SUPPLIED TEXT:
[START]
Tomorrow will be the last day to use the Drumstruck 2 code from the Newsletter.

Also, it'll see the release of the free Tyrell N6 Kuu Zuu AND the start of my Christmas Sale!


----------



## TheUnfinished (Dec 12, 2014)

*Re: The Unfinished Christmas Stocking - Christmas Sale & free synth sounds!*





It's *Christmas Sale* time! Use the discount code *BOXOFDELIGHTS* to get a third off across most of the site.





Plus! New free synth soundset *Tyrell N6 Kuu Zuu* is released today.

More details on my website and in the first post on this thread.


----------



## Polarity (Dec 14, 2014)

*Re: The Unfinished Christmas Stocking - Christmas Sale & free synth sounds!*

Cool Matt! I was hoping in some discount for end of the year period.
thankyou!

Recently I bought Diva and Zebra, so got today Ex Machina for Diva 
and Elysium and Serenity for Zebra.
They have many sounds perfect or useful for what I want to produce


----------



## TheUnfinished (Dec 17, 2014)

*Re: The Unfinished Christmas Stocking - Zebra Kronos coming soon...*

Thread updated with info about the upcoming *Zebra Kronos* and *Zebra Kronos: Dark Edition*.

Check out the first post.


----------



## Dryden.Chambers (Dec 17, 2014)

*Re: The Unfinished Christmas Stocking - Zebra Kronos coming soon...*

Kronos sounds great Matt, your doing some of your best work right now with this and the newest two Onni banks for ie. Keep up the great work, and thanks for the Xmas discount, it was nice to get caught up this last week.


----------



## Resoded (Dec 17, 2014)

*Re: The Unfinished Christmas Stocking - Zebra Kronos coming soon...*

Sounds great, a definite buy for me as always. 

Couldn't help noticing 3 sets in your unfinished folder that I haven't heard about. Upcoming soundsets?


----------



## zvenx (Dec 17, 2014)

I think those are already released...
Matt, did you do the audio of the synth different this time in your walk thru?
I had a hard time hearing the patches properly... do they usually come thru the same microphone you speak thru?
[END]
Object pointing dataset rows:
[START]
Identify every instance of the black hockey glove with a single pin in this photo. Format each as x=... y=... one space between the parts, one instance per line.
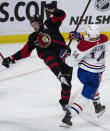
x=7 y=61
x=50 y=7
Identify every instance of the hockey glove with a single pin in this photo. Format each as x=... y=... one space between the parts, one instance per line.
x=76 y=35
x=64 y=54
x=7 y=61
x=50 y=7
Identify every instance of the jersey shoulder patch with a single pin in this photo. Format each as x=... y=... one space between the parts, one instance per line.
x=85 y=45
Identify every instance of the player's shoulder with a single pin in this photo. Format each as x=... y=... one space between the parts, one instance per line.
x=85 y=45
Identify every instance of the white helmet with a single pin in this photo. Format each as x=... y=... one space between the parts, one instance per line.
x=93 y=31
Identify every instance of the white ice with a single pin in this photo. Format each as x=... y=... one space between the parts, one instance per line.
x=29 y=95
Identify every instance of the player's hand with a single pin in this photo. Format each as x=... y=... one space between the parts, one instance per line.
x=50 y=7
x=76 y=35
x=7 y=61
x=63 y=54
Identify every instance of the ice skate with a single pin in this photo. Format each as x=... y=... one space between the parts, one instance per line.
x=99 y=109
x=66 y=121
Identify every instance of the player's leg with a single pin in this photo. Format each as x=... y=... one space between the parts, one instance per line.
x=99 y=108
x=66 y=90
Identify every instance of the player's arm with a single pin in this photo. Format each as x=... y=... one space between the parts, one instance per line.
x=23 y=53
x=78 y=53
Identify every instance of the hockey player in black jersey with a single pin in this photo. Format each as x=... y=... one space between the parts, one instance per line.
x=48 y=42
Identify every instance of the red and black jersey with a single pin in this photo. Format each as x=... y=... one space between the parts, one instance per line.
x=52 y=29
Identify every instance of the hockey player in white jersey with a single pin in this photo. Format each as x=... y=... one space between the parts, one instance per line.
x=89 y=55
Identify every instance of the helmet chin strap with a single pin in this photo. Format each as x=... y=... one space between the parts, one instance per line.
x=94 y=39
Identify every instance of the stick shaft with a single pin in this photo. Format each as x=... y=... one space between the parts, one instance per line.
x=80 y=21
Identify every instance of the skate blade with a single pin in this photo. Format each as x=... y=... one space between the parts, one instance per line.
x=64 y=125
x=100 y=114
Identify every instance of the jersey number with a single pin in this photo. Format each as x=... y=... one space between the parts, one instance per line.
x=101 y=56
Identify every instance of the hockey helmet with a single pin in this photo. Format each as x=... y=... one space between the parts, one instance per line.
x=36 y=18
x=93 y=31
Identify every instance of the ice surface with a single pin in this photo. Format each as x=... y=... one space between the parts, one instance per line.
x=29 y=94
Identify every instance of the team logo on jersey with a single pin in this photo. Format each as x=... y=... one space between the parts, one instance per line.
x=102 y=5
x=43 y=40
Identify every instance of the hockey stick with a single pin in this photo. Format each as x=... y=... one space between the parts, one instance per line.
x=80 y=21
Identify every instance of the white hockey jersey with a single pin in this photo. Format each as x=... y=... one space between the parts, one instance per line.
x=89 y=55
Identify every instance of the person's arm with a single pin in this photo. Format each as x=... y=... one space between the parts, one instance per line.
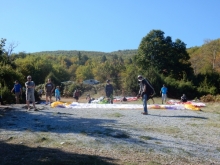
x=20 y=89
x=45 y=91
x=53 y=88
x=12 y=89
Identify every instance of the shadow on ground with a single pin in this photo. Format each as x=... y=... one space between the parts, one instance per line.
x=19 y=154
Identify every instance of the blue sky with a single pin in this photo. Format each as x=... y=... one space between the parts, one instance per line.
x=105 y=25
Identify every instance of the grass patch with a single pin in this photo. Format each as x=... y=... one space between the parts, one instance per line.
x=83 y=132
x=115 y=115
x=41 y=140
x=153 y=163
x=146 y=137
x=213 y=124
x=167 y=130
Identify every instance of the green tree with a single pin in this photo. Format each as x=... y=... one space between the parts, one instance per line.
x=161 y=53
[END]
[START]
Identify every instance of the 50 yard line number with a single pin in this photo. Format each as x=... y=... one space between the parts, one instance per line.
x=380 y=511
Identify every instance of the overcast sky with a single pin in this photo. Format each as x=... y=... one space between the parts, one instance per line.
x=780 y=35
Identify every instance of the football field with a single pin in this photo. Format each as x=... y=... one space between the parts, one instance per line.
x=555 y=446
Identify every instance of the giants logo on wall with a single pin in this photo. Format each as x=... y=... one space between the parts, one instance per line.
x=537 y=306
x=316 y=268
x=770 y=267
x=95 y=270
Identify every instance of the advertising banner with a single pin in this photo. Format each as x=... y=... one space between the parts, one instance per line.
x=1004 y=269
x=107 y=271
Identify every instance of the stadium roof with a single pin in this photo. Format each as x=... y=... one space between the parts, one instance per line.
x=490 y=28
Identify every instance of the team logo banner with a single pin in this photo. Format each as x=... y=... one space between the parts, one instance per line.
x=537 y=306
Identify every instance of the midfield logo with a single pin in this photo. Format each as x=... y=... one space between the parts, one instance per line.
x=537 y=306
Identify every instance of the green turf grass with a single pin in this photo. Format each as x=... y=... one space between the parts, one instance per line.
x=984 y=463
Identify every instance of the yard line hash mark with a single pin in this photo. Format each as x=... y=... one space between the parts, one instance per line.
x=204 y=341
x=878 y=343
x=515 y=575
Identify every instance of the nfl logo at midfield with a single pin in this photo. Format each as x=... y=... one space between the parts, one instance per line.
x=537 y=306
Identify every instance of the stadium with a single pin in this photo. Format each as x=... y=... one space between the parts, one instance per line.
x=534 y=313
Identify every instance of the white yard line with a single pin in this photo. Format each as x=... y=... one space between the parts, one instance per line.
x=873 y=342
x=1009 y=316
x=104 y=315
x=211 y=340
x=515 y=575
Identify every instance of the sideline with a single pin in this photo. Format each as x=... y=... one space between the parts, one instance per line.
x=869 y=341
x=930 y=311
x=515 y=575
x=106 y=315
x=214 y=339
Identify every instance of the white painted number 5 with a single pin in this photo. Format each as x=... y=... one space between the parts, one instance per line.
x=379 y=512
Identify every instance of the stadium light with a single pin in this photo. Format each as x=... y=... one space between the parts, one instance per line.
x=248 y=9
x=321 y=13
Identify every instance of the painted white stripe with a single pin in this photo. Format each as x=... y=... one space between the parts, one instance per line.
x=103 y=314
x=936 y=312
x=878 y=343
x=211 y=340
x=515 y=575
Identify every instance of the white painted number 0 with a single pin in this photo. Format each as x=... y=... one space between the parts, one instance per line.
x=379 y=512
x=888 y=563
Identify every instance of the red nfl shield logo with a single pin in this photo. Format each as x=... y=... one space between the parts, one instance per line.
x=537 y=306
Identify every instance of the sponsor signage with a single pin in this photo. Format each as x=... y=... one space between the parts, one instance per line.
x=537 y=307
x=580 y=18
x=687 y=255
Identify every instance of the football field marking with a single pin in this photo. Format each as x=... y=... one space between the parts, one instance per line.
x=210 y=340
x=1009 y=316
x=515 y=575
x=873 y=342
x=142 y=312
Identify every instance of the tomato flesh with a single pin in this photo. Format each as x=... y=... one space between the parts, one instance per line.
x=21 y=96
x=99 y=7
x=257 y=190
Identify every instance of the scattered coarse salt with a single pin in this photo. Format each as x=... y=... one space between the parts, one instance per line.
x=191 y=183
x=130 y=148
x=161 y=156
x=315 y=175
[END]
EXERCISE TASKS:
1) Answer these from the forum thread:
(a) What discount code does the Christmas Sale use?
(b) Which soundsets did Polarity get for Zebra?
(c) Which two upcoming releases was the first post updated with?
2) Please write the next part of the forum thread, picking up after its final post.
The records are separate material, unrelated to the forum thread.

FINAL ANSWERS:
1)
(a) BOXOFDELIGHTS
(b) Elysium and Serenity
(c) Zebra Kronos and Zebra Kronos: Dark Edition

2)
thanks
rsp


----------



## TheUnfinished (Dec 17, 2014)

*Re: The Unfinished Christmas Stocking - Zebra Kronos coming soon...*

@Resoded. Ha, not everything is for commercial release you know!

@Zvenx. Nope, same routine as always. All synth audio is exported directly from Cubase. I've just quickly compared against the others and cn't detect any noticable difference.

Anyone else having any problems?


----------



## zvenx (Dec 17, 2014)

Maybe my ears are just tired.
thanks
rsp


----------



## Dryden.Chambers (Dec 17, 2014)

I guessed it was the same process as I can still hear the bus go by occasionally : )


----------



## hollo (Dec 17, 2014)

*Re: The Unfinished Christmas Stocking - Zebra Kronos coming soon...*

Very nice sounds in Kronos Matt!

Huge Congratz! 

Cheers, o-[][]-o 
Joseph


----------



## TheUnfinished (Dec 18, 2014)

*Re: The Unfinished Christmas Stocking - Zebra Kronos coming soon...*



hollo @ Thu Dec 18 said:


> Very nice sounds in Kronos Matt!
> 
> Huge Congratz!
> 
> ...


Cheers Joseph. A great pleasure to hear such kind words from someone who knows their way around Zebra so expertly!


----------



## TheUnfinished (Dec 19, 2014)

*Re: The Unfinished Christmas Stocking - Zebra Kronos on sale!*

*Zebra Kronos* and *Zebra Kronos: Dark Edition* are now both on sale!

Details have been updated in the first post in the thread.


----------



## zvenx (Dec 19, 2014)

Congrats Matt. I assume the newsletters will be going out shortly?
thanks
rsp


----------



## TheUnfinished (Dec 19, 2014)

zvenx @ Fri Dec 19 said:


> Congrats Matt. I assume the newsletters will be going out shortly?
> thanks
> rsp


Yeah, should be with you by now Richard.


----------



## zvenx (Dec 19, 2014)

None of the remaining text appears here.